There are trillions of URLs on the internet - making it difficult to crawl every page.

Yet it's important to include all relevant web pages in search results. So they use a distributed web crawler. It gives performance and scalability.

Imagine the web crawler as a software to automatically download text + media from a website.

They run web crawlers in data centers across the world. It lets them keep the crawler closer to the website, thus reducing bandwidth usage.

Yet there’s no central database containing all web pages on the internet.

And it’s difficult to find new and updated web pages. So they: (1) follow links from known pages. (2) use the sitemap to find pages without any links pointing towards it.

Think of the sitemap as an XML file with information about pages of a specific website.

Here’s how Google crawler works:

It stores URLs to crawl in a queue called the URLserver.
It checks the robots.txt file to understand if crawling is allowed on a specific URL.
It fetches the URL from the queue and makes an HTTP request (if allowed).
It keeps a local DNS cache for performance.
It renders the page for finding new URLs on the page. (Similar to a web browser.)
It saves crawled pages in compressed form on a distributed storage server.
It doesn’t crawl pages behind a login. (Put simply, only public URLs are crawled.)
It checks the HTTP response code to make sure a website isn’t overloaded. (For example, HTTP response code 500 means slow down.)

It determines when & how often to crawl a website using an internal algorithm.

They render web pages because most websites use JavaScript to show full content.

And the rendered page gets parsed for new URLs, which then gets added to the queue for crawling.

Ready for the next technique?

2. Indexing 📖

The search results must be relevant.

Yet it's difficult to return the correct web page without understanding its content.

So they process crawled pages and store the found information in a database called the index.

Types of Index Powering Google Search — Indexes Powering Google Search

Besides they keep 2 types of index: (1) forward index - list the words on a specific page and their position. (2) inverted index - maps a word to the list of documents containing it.

They sort the forward index to create the inverted index.

Yet they receive many single-word queries. (For example, “YouTube”.)

And the same inverted index isn't enough to handle single-word and multi-word queries. (Merging the document list is difficult.)

So they keep 2 types of inverted indexes for performance. It's categorized based on the way documents are sorted.

* [Tasks for this exercise]
1. Quote the stretch of the passage on Google's crawling and indexing from "It renders the" through "queue for crawling.".
2. According to the passage on Google's crawling and indexing, what does HTTP response code 500 tell the crawler?
None of the material after this point is needed.

* [Source information]
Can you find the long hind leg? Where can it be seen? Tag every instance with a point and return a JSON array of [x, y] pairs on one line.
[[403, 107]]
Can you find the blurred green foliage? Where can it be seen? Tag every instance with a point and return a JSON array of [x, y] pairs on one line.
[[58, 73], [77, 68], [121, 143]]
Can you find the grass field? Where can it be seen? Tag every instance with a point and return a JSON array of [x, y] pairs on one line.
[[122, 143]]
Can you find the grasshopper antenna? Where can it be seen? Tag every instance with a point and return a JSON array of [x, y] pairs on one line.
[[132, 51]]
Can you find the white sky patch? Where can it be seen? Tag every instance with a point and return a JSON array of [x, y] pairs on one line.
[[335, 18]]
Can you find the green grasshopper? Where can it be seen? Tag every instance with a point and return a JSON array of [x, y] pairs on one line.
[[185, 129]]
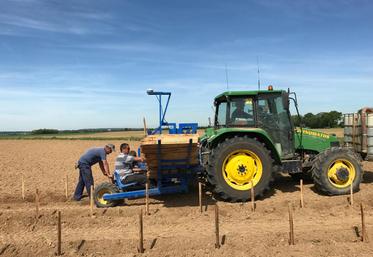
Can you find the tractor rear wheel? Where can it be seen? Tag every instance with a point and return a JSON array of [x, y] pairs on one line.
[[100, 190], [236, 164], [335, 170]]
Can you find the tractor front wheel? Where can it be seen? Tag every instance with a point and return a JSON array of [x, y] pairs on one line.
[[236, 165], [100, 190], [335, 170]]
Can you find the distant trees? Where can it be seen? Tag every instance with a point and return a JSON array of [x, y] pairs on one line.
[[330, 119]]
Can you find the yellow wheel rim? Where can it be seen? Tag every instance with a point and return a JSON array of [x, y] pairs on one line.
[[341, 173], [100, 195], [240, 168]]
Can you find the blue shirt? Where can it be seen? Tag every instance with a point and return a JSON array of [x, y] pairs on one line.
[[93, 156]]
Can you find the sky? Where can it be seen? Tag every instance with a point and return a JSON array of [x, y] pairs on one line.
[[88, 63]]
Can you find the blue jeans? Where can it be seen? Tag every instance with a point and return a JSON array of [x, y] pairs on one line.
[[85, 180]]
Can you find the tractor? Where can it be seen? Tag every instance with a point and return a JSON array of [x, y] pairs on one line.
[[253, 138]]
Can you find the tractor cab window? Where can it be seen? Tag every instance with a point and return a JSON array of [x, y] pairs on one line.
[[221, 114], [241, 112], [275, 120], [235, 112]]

--

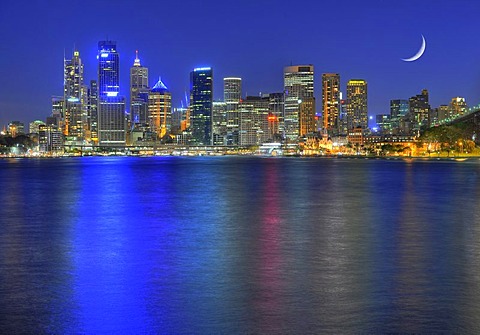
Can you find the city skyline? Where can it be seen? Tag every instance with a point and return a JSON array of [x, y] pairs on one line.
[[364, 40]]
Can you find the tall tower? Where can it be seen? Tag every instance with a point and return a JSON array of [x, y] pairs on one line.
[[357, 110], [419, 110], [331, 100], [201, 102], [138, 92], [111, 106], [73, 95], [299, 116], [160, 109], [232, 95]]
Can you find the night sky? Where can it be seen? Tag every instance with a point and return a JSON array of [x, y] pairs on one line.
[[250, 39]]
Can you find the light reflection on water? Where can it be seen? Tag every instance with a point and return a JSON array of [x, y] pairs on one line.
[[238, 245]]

==

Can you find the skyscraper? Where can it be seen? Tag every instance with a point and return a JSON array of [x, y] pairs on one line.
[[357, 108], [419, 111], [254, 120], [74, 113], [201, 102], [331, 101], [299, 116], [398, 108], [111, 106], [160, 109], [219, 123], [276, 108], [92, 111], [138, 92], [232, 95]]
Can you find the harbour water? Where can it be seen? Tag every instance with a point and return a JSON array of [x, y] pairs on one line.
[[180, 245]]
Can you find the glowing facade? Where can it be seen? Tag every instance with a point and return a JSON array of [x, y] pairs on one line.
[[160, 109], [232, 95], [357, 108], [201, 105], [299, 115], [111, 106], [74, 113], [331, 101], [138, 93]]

* [Results of the tasks]
1.
It renders the page for finding new URLs on the page. (Similar to a web browser.)
It saves crawled pages in compressed form on a distributed storage server.
It doesn’t crawl pages behind a login. (Put simply, only public URLs are crawled.)
It checks the HTTP response code to make sure a website isn’t overloaded. (For example, HTTP response code 500 means slow down.)

It determines when & how often to crawl a website using an internal algorithm.

They render web pages because most websites use JavaScript to show full content.

And the rendered page gets parsed for new URLs, which then gets added to the queue for crawling.

2. It means slow down.